_Source document_.
◇ ◇ ◇ ◇
FRANCE: The fear of conflict between France's large Muslim and Jewish communities grew yesterday when details of an attack on a Jewish football team became known.
About 15 north African teenagers burst on to the football field at Bondy, north of Paris, shouting "dirty Jews", as the Maccabi team were practising on Wednesday night. The assailants wore hoods and keffiyehs and were armed with baseball bats, metal bars and bowling balls.
All but one of the Jewish players, aged between 16 and 20, ran away. The 16-year-old goal-keeper was knocked to the ground with a metal bar. "They kept hitting me and calling me 'dirty Jew'. They threw a bowling ball at my head before going towards the goalpost," he told the Figaro newspaper.
The Jewish team had left their belongings in a pile beside the goalpost. The attackers stole mobile telephones, credit cards and clothing. The goalkeeper received three stitches in the head before being released from hospital a few hours later.
"We've reached a new level in anti-Semitic acts," Sammy Ghozlan, the president of the Council of Jewish Communities for the Seine-St-Denis department said. "What is serious is that they are no longer attacking property."
◇ ◇ ◇ ◇
_Given data_.
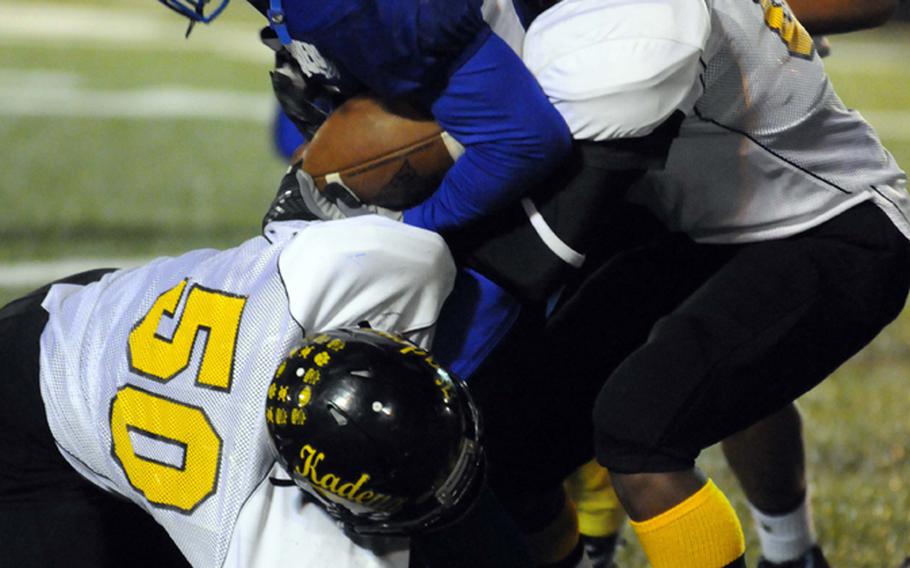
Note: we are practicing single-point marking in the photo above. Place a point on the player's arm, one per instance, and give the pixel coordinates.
(840, 16)
(367, 269)
(513, 138)
(442, 55)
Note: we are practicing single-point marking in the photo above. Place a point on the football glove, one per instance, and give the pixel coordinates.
(299, 199)
(307, 103)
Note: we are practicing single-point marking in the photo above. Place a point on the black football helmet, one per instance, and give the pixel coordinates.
(377, 433)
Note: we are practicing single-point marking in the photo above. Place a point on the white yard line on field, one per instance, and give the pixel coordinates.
(29, 99)
(124, 29)
(38, 273)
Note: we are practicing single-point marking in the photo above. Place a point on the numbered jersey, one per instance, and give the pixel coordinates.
(154, 379)
(767, 149)
(770, 150)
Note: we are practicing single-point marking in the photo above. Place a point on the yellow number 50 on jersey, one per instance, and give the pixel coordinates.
◇ ◇ ◇ ◇
_What you need to do_.
• 1. In the report on the Bondy attack, why did Sammy Ghozlan say a new level had been reached in anti-Semitic acts? Answer in one to three sentences.
• 2. Using the report on the Bondy attack, decide whether each statement agrees with it. Answer yes or no and quote the words that decide it: (a) All of the Jewish players fled the field. (b) The attackers took mobile telephones from the players' belongings. (c) The goalkeeper was kept in hospital for several days.

_List of solutions_.
• 1. Ghozlan said it was serious because "they are no longer attacking property." In this attack, the assailants beat a person: the goalkeeper was knocked down with a metal bar and had a bowling ball thrown at his head.

• 2.
(a) No: "All but one of the Jewish players, aged between 16 and 20, ran away."
(b) Yes: "The attackers stole mobile telephones, credit cards and clothing."
(c) No: "The goalkeeper received three stitches in the head before being released from hospital a few hours later."